*Material shown*.
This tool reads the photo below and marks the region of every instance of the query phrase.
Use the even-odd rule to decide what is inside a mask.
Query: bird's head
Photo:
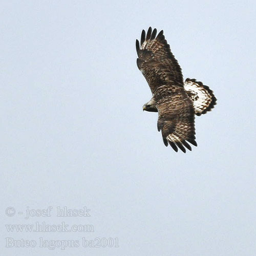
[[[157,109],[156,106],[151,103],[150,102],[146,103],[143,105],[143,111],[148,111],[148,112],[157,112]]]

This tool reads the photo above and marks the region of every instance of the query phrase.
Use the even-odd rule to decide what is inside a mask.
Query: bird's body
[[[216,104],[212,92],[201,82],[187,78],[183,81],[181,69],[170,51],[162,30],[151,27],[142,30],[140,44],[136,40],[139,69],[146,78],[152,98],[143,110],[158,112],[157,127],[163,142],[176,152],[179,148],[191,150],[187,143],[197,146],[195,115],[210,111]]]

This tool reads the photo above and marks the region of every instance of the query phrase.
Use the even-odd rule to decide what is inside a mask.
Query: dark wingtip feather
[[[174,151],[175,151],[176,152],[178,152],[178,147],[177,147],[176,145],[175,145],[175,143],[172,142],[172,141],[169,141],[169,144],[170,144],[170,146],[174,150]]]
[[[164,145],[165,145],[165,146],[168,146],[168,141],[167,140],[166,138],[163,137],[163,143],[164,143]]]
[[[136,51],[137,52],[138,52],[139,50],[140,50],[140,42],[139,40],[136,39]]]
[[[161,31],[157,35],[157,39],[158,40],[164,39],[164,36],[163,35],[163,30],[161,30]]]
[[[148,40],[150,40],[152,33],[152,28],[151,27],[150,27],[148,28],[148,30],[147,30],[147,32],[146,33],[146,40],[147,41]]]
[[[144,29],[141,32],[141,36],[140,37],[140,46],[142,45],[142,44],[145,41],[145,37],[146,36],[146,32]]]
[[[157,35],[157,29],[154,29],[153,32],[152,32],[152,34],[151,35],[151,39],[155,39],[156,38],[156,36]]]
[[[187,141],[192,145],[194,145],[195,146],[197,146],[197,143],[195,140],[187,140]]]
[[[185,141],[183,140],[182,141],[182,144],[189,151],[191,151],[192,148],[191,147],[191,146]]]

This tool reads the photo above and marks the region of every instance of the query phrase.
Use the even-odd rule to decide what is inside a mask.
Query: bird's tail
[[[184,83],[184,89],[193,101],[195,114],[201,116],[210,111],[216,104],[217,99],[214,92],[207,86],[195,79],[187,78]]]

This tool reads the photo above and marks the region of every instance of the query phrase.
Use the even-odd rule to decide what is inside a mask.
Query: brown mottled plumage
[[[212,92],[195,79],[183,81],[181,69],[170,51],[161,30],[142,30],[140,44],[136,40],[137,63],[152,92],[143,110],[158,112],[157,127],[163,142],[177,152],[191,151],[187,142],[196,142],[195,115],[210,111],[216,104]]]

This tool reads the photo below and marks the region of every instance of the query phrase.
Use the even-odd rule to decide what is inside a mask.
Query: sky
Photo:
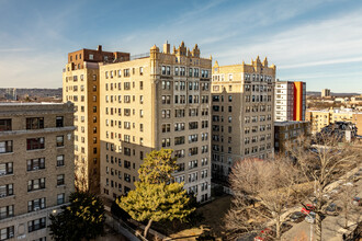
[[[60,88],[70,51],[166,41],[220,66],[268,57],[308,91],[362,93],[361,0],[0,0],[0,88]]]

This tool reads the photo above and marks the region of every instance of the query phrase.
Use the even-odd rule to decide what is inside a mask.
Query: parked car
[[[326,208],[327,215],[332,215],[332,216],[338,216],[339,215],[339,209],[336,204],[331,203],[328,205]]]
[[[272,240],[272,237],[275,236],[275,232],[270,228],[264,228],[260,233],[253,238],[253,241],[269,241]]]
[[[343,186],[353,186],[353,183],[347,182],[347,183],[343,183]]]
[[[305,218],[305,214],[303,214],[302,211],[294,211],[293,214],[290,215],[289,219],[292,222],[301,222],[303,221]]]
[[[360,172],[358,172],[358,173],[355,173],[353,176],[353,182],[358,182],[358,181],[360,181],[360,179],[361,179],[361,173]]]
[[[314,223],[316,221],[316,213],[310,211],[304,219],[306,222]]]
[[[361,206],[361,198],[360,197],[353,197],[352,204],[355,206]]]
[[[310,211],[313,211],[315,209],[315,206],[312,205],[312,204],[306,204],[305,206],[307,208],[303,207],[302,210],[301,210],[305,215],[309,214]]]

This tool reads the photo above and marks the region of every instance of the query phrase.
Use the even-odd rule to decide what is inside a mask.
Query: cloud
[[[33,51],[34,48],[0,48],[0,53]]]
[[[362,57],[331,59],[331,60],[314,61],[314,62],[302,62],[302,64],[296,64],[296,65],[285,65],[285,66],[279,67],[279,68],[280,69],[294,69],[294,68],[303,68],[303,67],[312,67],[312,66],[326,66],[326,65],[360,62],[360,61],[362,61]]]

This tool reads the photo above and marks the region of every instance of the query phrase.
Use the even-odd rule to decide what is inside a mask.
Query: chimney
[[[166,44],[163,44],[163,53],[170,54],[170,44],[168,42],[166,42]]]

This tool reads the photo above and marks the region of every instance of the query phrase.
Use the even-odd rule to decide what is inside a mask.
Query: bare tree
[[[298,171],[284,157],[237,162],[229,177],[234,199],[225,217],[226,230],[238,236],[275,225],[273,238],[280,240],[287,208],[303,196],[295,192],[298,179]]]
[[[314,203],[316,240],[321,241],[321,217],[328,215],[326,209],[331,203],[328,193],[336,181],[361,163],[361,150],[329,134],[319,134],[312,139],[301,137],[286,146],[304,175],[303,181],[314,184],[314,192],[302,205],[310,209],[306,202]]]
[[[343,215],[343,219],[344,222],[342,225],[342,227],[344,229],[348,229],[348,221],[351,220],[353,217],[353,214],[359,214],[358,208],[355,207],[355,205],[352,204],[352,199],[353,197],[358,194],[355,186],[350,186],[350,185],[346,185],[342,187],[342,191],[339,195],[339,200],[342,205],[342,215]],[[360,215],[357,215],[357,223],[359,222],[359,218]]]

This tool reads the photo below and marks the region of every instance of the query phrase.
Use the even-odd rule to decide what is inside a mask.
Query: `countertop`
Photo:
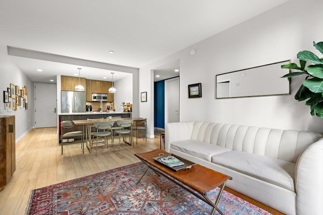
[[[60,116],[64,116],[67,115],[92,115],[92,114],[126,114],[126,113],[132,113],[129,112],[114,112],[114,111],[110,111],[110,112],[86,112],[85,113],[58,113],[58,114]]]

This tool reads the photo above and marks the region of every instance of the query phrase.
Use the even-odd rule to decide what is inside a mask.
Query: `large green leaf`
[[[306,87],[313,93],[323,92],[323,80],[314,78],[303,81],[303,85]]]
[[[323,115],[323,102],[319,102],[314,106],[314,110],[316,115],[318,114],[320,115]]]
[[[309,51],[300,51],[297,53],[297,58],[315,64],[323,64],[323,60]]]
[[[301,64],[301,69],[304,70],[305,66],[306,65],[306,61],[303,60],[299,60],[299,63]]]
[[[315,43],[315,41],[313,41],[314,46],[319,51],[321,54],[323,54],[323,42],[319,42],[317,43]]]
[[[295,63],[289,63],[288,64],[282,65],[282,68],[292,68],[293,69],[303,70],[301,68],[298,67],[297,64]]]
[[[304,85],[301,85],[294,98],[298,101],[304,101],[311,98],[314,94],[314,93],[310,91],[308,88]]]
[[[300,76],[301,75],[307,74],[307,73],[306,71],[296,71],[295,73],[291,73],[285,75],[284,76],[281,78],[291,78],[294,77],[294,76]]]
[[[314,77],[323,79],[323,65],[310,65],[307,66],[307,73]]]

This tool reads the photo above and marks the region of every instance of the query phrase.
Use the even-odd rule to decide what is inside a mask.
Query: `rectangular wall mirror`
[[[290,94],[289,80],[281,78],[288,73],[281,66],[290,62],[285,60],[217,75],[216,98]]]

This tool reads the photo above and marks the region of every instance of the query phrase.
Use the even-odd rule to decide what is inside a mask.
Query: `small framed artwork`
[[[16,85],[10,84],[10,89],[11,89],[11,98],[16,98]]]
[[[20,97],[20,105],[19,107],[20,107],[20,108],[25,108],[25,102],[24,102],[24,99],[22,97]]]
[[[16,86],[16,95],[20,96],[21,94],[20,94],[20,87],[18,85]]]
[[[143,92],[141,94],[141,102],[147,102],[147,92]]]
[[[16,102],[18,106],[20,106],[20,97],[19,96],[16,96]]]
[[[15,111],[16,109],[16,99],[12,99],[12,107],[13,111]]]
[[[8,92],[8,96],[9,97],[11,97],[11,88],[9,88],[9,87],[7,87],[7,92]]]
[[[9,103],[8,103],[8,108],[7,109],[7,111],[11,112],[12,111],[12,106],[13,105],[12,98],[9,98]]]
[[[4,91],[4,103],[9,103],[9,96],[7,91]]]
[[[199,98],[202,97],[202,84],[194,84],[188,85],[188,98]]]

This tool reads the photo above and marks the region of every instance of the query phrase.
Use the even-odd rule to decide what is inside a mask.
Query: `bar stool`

*Short problem*.
Locate every line in the listing above that contains the word "bird", where upper and lower case must match, and copy each such line.

*Written answer*.
Query: bird's head
Query: bird's body
Query: bird's tail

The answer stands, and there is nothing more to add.